*Information supplied*
┌──

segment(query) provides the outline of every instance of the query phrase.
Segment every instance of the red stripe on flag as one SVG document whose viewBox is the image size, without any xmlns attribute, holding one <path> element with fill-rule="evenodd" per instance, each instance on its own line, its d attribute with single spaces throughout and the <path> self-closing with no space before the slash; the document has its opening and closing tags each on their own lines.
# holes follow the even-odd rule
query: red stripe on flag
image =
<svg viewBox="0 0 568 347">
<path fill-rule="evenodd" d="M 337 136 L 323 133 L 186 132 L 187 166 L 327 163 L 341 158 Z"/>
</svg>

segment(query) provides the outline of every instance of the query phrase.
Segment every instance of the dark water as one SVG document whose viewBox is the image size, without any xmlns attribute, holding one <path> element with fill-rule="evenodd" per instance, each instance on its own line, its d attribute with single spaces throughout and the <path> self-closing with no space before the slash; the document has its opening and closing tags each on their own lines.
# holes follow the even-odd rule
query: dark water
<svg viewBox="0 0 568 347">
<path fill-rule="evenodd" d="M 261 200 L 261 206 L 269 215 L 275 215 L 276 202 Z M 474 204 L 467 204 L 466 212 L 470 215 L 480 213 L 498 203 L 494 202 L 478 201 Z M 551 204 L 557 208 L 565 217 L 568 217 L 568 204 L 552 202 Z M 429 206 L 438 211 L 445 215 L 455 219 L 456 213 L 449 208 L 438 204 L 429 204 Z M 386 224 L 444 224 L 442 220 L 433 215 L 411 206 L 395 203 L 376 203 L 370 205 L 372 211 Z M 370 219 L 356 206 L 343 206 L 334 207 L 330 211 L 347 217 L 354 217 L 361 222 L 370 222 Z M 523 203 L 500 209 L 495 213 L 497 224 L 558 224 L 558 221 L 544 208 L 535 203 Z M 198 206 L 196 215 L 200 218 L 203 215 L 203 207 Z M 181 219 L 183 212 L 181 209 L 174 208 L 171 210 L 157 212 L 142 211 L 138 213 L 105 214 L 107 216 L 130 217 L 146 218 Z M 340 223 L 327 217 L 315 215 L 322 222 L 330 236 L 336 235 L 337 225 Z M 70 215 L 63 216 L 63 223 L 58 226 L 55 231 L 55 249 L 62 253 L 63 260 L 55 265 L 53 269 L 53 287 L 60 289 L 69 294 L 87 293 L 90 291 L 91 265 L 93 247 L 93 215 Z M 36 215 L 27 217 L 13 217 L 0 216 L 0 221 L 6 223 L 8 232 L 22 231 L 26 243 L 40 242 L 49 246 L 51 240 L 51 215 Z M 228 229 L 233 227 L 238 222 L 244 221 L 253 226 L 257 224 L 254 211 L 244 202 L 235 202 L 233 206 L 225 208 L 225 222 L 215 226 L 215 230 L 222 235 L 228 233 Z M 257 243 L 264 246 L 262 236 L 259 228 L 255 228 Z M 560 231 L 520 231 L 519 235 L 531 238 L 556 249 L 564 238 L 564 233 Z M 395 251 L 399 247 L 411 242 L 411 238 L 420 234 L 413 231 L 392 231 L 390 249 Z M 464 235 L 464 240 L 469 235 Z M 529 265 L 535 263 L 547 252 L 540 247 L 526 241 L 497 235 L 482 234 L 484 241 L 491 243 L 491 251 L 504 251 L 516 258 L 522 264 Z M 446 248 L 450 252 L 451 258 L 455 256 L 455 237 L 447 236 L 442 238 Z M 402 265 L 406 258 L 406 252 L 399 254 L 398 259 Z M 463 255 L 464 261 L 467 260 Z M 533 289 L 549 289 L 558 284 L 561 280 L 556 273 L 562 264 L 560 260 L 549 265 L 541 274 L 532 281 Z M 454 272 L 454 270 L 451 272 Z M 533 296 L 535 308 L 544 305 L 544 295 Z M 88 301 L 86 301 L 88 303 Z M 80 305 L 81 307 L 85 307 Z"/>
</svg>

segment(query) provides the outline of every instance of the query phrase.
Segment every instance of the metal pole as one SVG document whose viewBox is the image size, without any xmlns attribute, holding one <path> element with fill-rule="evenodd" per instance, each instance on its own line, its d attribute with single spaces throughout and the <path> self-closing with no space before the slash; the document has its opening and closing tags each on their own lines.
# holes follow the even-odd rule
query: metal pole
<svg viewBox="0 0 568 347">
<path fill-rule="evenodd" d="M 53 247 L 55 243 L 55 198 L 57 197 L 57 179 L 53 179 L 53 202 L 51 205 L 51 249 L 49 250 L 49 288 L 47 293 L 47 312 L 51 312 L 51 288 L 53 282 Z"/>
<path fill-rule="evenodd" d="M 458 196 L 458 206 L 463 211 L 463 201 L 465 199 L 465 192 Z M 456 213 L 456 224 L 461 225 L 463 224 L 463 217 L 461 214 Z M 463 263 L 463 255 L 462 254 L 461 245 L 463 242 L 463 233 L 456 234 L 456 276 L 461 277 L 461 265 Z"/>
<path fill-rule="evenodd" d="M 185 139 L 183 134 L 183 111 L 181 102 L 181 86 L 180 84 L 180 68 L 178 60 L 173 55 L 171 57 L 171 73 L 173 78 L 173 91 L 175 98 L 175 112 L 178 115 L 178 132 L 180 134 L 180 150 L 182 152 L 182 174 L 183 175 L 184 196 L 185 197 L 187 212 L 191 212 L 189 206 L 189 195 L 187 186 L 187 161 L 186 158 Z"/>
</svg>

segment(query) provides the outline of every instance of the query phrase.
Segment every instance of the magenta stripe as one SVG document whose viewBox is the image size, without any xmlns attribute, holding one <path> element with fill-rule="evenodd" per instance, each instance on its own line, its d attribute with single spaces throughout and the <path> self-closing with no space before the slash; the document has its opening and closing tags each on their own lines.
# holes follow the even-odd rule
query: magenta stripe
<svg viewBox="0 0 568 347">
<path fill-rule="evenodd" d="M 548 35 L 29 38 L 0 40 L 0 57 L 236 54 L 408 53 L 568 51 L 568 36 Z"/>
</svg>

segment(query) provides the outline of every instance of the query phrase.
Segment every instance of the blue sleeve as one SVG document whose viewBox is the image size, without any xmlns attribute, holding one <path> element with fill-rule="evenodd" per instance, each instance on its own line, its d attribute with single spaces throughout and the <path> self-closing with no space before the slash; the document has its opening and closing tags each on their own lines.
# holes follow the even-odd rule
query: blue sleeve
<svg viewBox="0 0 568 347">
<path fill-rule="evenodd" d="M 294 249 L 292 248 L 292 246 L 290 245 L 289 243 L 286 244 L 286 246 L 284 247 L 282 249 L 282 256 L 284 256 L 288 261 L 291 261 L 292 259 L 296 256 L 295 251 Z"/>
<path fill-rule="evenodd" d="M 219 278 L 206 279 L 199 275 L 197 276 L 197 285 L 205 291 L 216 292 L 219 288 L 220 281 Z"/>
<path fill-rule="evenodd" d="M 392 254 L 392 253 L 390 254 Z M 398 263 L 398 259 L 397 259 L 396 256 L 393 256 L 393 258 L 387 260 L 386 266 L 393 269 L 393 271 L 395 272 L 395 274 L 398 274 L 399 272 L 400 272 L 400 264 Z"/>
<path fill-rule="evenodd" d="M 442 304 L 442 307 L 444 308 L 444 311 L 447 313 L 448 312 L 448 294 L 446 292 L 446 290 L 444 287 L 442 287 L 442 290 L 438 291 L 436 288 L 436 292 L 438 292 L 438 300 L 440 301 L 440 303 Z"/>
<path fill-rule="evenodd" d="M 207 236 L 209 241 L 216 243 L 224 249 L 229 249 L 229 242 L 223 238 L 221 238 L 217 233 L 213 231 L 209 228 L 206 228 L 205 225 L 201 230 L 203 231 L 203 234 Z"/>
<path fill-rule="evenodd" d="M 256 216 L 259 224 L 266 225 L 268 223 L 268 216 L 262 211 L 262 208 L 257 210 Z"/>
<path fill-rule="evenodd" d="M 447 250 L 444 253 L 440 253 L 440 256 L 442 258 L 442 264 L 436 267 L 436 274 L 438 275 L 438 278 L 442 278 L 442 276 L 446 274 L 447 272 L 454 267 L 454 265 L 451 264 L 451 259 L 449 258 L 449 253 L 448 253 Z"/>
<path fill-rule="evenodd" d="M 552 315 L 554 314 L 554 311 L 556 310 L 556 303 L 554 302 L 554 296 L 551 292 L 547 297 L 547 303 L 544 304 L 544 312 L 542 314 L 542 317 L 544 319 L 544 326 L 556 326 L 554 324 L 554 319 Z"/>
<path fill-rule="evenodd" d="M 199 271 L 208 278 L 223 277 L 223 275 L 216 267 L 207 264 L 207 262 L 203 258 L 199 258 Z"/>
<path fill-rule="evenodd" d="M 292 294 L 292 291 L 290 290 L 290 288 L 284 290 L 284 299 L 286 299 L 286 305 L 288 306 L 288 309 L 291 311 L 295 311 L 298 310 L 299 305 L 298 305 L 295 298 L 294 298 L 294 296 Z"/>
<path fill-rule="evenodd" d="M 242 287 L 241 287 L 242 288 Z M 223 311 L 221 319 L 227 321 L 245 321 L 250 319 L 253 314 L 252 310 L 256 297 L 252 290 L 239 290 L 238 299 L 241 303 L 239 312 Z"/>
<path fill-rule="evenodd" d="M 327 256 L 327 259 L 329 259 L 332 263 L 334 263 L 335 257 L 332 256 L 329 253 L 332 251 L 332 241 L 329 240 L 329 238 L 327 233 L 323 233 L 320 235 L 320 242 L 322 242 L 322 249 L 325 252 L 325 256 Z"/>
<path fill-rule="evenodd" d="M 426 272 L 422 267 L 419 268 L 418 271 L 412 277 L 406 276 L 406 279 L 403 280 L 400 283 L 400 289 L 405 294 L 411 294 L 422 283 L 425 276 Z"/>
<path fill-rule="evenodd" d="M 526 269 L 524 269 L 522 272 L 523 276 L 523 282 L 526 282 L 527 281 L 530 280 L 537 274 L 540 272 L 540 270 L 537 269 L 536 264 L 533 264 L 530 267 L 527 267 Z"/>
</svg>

└──

*Request*
Reproduce the entries verbatim, starting at the very first line and ending with the line that contains "query: red stripe on flag", including both of those lines.

*Solution to this problem*
segment(query) provides the outline of every instance of the query phrase.
Segment every instance of the red stripe on flag as one SVG document whose viewBox is the image size, without any xmlns attribute, holding one <path> element with fill-rule="evenodd" per instance, each instance on its own line, its d attribute with single spaces throughout and the <path> self-closing with no space before the slash; the document has its opening and closing tags each on their own lines.
# holes follow the even-odd rule
query: red stripe on flag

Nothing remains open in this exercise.